Girus Tarasii was a town in the Roman province of Numidia that became a residential episcopal see. It is tentatively identified with ruins situated at what is now called Henchir-Tarsa in Algeria.

Girus Tarasii was probably the seat of an ancient bishopric which survives as a titular see of the Catholic Church, by the name Tarasa in Numidia.

==History==

===Bishopric===
The city was the seat of an ancient bishopric.

Little is known of the bishopric. However, the bishop here, Cresconio, attended the synod in Carthage in 484 called by the Vandal king Huneric after which the bishop was exiled. The city may have been the home of Zosimus, who participated in the Council of Carthage (256) called by Cyprian to discuss the problem of Lapsi, though more likely he was of Tarasa of Byzacena.

**Information supplied:**
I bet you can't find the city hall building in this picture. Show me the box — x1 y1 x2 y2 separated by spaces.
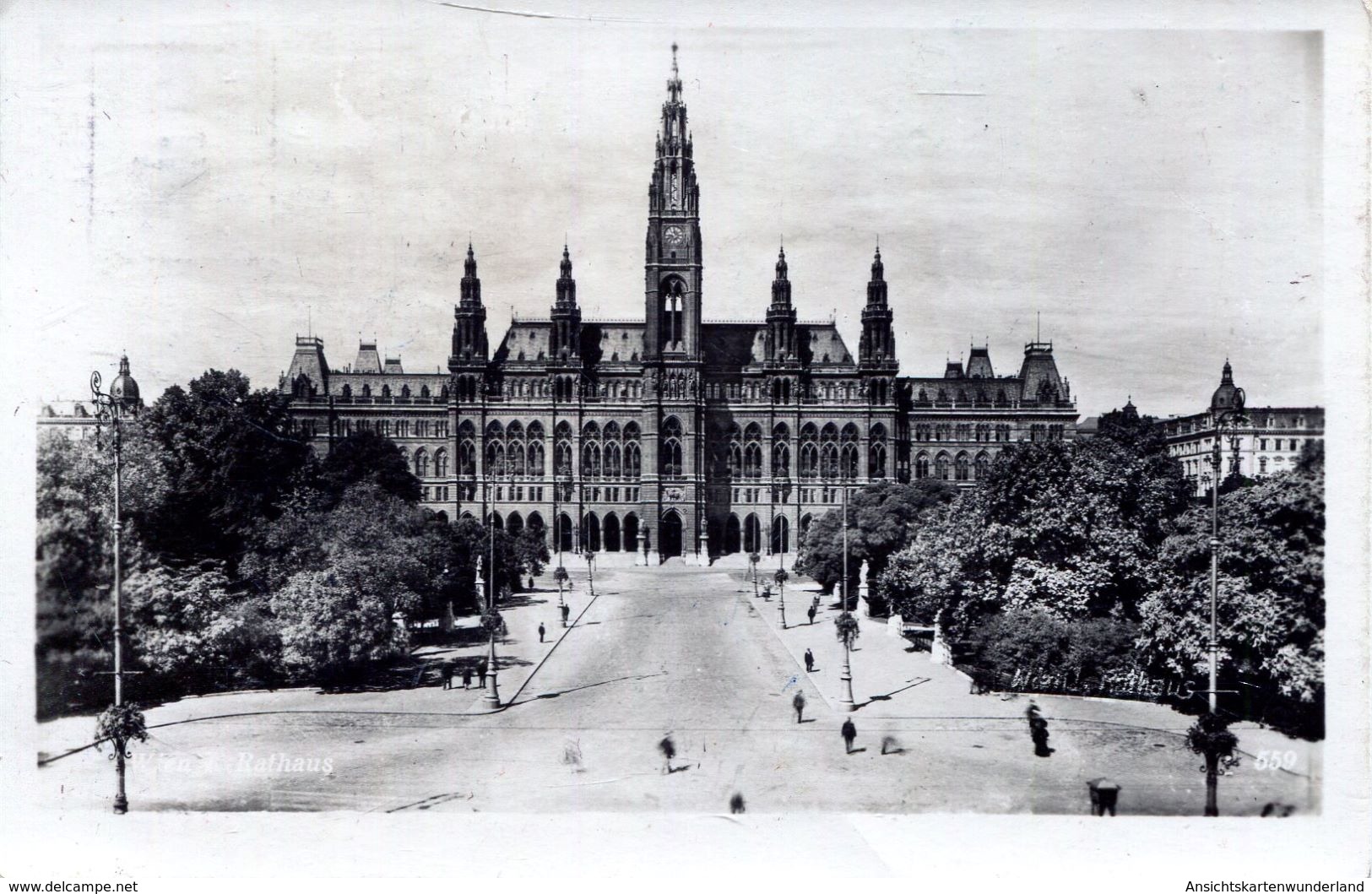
1157 360 1324 496
280 48 1077 561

**Questions on the material:**
1. Answer these questions from the text on Girus Tarasii:
(a) In which Roman province was the town located?
(b) Under what name does its bishopric survive as a titular see?
(c) Who called the synod in Carthage in 484 that Cresconio attended?
2. Continue the text on Girus Tarasii from its last sentence.

**Expected responses:**
1.
(a) Numidia
(b) Tarasa in Numidia
(c) The Vandal king Huneric

2.
- Zosimus? (fl 256)
- Cresconio (fl 484)
- Urbain Etienne Morlion (1939–1959)
- Antonino Pinci (1961–1987)
- Luis del Castillo Estrada (1988–1999)
- Artur Grzegorz Mizinski, from 3 May 2004

The bishopric ceased to effectively function with the Muslim conquest of the Maghreb but was re-founded in name in the early 20th century and remains as a titular bishopric. The current bishop is Artur Grzegorz Miziński of Poland.